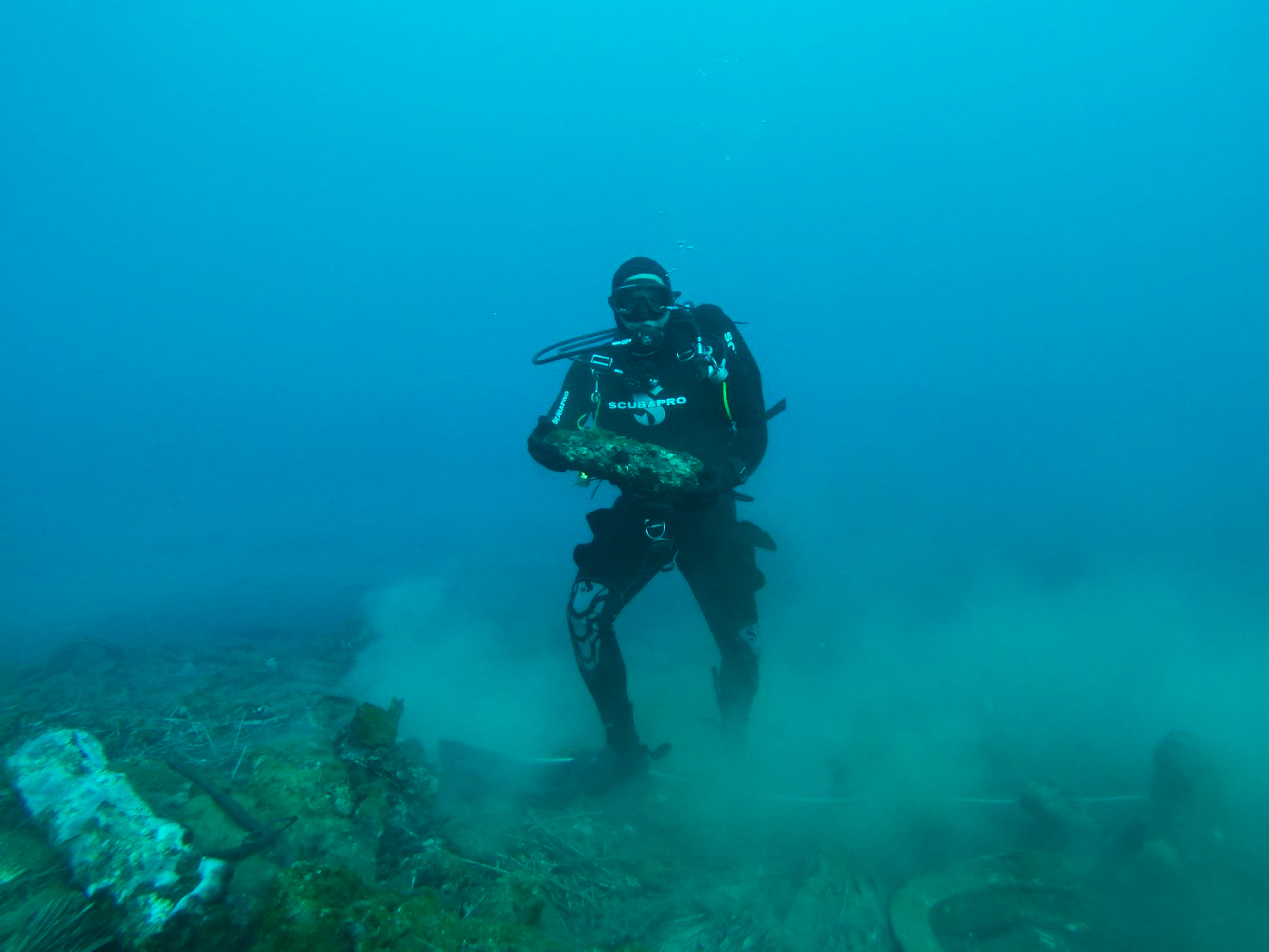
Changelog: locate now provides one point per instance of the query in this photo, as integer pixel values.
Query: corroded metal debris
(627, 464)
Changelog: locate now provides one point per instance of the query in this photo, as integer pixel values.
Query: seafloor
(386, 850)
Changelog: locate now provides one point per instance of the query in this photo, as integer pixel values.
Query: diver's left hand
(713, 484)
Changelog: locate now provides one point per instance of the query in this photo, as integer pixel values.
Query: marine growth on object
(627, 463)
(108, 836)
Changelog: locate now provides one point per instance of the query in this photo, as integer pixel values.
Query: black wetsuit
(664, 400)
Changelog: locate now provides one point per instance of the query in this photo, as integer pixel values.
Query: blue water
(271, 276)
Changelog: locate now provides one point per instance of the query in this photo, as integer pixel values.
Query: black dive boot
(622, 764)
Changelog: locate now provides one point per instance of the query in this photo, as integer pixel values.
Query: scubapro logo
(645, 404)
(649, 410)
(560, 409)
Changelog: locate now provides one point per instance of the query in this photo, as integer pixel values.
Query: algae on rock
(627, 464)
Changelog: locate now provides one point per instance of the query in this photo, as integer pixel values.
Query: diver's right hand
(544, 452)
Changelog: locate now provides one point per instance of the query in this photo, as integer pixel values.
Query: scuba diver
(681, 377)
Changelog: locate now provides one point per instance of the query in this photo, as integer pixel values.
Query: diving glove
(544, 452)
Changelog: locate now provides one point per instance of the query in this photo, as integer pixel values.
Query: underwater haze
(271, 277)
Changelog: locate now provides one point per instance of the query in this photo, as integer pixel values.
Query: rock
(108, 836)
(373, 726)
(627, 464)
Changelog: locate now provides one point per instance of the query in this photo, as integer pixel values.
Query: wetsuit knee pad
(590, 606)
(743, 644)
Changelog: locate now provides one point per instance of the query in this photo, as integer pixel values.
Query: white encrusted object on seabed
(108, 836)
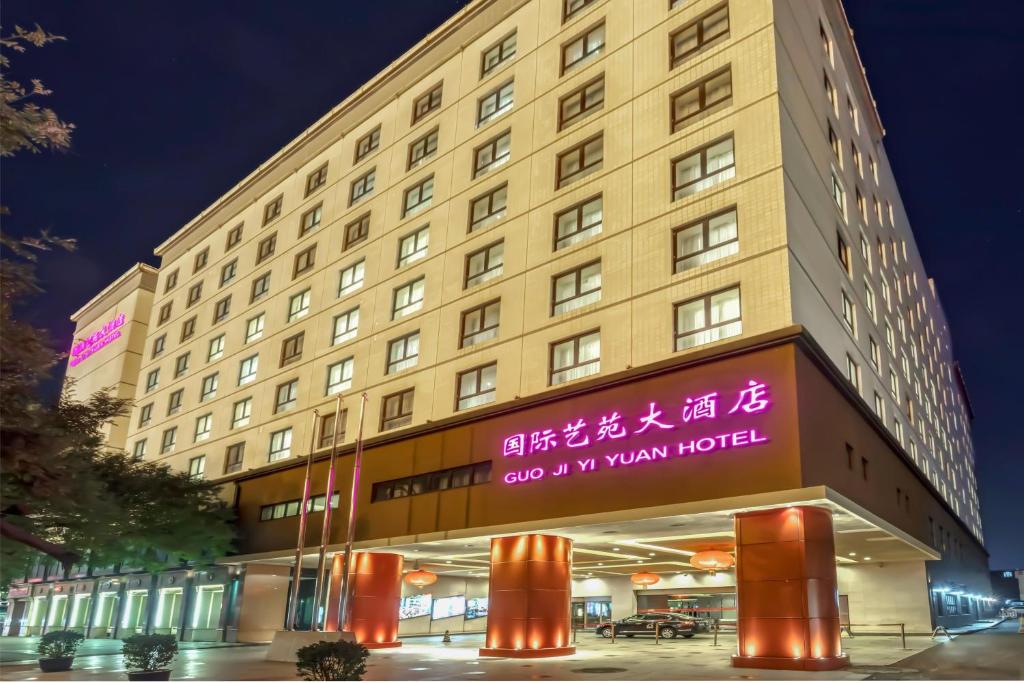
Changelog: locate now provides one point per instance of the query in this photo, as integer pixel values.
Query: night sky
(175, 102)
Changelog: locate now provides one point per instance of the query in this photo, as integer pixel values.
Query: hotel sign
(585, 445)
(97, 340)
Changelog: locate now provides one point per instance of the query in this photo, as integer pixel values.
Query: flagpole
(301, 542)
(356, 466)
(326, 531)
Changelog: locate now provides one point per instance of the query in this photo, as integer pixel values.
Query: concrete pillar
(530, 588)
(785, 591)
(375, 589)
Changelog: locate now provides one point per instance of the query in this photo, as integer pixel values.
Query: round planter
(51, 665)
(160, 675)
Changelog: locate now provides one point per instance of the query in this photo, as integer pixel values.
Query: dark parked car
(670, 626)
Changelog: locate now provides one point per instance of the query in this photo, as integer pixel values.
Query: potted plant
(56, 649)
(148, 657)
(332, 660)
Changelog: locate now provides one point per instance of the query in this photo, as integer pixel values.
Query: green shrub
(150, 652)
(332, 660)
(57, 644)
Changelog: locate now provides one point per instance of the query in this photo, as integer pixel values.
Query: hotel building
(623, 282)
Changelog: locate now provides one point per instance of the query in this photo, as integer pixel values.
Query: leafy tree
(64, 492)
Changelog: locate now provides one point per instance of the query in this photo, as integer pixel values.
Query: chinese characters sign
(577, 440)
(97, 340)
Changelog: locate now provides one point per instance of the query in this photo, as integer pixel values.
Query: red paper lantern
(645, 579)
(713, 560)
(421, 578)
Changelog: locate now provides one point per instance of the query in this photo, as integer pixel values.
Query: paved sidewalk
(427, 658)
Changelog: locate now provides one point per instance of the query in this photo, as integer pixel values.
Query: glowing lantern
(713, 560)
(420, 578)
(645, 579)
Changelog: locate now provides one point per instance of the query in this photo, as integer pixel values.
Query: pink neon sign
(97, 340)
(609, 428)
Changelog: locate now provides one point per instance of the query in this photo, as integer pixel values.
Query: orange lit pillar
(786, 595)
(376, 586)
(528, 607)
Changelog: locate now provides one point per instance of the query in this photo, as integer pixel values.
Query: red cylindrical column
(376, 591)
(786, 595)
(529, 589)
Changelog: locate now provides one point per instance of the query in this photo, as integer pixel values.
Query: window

++++++++++

**Task to complete**
How many lines of the material above contain the string "diver"? Matches must have the same uppercase and lowercase letters. Give only the number.

**Answer to this problem**
3